Your answer should consist of the lines in the listing that hold "positive".

....

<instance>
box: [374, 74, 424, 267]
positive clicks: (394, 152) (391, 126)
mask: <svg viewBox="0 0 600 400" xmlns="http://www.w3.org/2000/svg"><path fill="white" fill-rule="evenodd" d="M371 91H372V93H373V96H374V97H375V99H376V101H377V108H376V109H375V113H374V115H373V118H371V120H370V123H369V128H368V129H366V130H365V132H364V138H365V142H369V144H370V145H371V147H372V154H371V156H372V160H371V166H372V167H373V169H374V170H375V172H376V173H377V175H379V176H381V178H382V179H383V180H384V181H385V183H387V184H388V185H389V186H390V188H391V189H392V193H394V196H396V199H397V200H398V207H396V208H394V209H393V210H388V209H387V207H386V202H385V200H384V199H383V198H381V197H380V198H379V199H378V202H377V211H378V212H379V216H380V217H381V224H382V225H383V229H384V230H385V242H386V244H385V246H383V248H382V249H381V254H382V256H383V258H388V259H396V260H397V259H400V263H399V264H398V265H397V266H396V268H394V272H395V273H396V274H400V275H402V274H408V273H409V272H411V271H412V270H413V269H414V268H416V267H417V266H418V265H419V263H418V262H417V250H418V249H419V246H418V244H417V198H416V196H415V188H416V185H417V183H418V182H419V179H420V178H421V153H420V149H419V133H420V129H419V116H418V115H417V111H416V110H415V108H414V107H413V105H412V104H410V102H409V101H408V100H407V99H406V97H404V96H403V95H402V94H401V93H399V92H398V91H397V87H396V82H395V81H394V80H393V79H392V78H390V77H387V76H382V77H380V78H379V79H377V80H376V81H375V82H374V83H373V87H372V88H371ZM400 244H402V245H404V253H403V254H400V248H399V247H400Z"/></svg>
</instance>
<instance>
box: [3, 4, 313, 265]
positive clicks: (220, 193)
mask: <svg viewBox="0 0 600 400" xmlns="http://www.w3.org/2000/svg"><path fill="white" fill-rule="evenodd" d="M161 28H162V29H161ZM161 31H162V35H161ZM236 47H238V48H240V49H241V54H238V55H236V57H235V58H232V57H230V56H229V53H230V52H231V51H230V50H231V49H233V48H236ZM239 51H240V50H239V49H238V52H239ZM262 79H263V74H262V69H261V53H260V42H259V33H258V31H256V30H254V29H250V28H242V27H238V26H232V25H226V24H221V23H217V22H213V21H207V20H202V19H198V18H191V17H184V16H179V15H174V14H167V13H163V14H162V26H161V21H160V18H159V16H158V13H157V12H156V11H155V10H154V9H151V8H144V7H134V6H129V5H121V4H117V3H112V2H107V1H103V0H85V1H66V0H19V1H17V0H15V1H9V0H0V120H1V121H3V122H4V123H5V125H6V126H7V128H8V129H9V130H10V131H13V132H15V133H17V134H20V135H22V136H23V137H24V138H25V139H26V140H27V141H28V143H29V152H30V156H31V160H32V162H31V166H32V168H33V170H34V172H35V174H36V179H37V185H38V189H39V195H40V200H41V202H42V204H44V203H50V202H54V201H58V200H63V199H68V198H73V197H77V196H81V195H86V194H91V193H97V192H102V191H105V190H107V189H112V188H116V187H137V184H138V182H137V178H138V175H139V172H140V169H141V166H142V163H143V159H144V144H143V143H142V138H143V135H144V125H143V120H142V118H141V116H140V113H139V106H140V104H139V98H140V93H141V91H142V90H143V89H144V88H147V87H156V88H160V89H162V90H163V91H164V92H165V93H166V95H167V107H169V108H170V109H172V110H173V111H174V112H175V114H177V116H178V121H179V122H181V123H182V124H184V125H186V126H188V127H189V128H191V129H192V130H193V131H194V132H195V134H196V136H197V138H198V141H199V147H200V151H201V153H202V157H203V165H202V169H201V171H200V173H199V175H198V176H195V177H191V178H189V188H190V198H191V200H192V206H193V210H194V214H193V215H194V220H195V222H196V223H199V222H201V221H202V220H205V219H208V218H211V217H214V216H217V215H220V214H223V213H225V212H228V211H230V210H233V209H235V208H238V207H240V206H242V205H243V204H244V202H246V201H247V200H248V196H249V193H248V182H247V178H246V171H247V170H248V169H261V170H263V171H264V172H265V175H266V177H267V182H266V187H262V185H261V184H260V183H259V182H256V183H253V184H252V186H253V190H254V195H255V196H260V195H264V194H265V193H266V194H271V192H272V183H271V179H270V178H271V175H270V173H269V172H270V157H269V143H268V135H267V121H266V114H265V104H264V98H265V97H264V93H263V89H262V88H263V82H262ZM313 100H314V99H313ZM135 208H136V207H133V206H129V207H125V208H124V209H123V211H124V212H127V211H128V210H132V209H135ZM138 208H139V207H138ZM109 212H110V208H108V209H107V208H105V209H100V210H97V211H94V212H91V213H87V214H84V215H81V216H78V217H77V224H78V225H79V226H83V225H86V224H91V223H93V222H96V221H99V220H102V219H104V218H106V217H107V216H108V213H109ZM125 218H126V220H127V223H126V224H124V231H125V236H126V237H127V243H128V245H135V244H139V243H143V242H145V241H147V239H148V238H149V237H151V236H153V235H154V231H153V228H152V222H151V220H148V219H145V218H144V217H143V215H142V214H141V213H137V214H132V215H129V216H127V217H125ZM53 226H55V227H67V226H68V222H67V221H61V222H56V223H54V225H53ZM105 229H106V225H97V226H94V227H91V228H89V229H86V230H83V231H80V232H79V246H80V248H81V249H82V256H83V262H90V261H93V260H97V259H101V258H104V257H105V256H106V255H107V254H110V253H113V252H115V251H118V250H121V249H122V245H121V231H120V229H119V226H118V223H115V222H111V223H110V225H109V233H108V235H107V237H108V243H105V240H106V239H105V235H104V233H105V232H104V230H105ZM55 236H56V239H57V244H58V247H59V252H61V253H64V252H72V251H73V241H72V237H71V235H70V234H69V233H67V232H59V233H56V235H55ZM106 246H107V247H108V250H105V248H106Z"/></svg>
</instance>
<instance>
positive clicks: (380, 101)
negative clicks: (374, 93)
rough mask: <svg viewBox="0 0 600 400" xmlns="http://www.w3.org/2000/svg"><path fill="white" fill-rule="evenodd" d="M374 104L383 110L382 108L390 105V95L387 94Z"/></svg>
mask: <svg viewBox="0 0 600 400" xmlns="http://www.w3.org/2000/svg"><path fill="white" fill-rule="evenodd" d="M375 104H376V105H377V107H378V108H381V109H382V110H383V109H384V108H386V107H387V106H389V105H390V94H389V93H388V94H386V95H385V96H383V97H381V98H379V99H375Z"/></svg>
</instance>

....

_THE COMPLETED TASK_
positive clicks: (394, 152) (391, 126)
positive clicks: (220, 193)
positive clicks: (380, 101)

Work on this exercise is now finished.